▸ ARBEITSANWEISUNG
Gib die Zeilen der folgenden Auflistung von der Zeile mit „tower. Tag each instance with a single point.“ bis zum Ende der Auflistung wortgetreu wieder, beide Enden eingeschlossen. Gib nur diese Zeilen aus.

::: BEREITGESTELLTE DATEN

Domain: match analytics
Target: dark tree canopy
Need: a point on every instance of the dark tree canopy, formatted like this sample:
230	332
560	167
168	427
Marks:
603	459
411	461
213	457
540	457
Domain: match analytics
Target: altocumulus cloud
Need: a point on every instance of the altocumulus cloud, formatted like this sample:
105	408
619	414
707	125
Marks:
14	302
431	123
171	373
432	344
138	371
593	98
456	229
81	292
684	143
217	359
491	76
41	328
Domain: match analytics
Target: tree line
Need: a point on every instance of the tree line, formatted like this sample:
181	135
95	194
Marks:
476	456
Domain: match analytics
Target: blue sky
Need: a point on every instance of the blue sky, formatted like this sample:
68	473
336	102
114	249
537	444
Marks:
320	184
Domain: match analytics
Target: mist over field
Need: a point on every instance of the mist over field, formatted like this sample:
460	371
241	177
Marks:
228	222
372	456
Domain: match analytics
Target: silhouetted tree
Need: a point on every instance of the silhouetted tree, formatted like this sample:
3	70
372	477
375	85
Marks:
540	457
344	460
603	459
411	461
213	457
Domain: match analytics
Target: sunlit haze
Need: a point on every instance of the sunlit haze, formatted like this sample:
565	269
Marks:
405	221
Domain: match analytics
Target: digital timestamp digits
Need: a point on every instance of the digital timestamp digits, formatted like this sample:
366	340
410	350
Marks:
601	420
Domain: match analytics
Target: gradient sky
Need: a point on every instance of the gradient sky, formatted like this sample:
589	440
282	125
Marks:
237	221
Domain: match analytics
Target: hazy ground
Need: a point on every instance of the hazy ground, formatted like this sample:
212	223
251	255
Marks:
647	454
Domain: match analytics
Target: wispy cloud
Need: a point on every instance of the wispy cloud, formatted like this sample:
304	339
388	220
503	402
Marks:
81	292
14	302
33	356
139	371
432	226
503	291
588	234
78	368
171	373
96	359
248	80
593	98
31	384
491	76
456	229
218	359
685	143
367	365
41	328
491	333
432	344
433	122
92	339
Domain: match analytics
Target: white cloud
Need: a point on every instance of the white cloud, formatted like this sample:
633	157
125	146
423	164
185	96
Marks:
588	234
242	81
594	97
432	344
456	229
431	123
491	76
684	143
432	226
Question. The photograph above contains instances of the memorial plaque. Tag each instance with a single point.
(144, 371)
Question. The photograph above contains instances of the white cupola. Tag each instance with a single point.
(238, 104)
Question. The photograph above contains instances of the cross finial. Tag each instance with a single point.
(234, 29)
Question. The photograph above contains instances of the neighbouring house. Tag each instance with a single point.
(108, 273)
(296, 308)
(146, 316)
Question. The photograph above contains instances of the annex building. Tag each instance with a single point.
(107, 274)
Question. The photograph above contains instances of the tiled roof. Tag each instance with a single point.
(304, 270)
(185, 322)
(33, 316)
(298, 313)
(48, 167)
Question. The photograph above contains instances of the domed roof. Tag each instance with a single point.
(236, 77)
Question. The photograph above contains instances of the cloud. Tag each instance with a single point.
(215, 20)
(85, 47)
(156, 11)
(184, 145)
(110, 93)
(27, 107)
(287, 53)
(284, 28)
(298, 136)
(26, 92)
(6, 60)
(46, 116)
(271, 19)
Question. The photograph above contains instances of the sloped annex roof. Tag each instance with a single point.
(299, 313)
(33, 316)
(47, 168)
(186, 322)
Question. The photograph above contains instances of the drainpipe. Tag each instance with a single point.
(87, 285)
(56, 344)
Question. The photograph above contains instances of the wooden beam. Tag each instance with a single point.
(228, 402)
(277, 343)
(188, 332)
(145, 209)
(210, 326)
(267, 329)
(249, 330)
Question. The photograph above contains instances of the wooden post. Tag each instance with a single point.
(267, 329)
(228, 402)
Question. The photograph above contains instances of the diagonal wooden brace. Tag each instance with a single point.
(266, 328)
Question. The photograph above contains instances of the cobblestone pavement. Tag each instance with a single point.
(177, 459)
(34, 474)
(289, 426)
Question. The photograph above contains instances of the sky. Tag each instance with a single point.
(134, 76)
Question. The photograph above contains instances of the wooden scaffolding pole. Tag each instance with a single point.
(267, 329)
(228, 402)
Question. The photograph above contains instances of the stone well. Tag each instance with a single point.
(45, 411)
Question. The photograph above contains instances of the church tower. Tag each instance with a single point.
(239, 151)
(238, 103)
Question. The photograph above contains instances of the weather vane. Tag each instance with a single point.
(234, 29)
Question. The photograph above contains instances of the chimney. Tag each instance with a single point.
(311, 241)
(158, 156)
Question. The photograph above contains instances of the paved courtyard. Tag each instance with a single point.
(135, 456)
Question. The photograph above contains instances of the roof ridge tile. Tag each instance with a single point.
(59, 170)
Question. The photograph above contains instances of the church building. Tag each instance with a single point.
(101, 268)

::::::

▸ ERGEBNIS DER ÜBUNG
Question. The photograph above contains instances of the church tower. Tag each instance with a single point.
(239, 151)
(238, 103)
Question. The photograph above contains instances of the weather vane. Tag each instance with a single point.
(234, 29)
Question. The photograph above contains instances of the chimney. Tag each instance with a single point.
(311, 241)
(158, 156)
Question. The photograph above contains instances of the paved courtyard. Tag each instance with a single point.
(135, 456)
Question. The photograph above contains instances of the roof ridge tile. Tag each instance with a single point.
(59, 170)
Question. The photograph above contains instances of the church building. Tag each instance with a single point.
(101, 268)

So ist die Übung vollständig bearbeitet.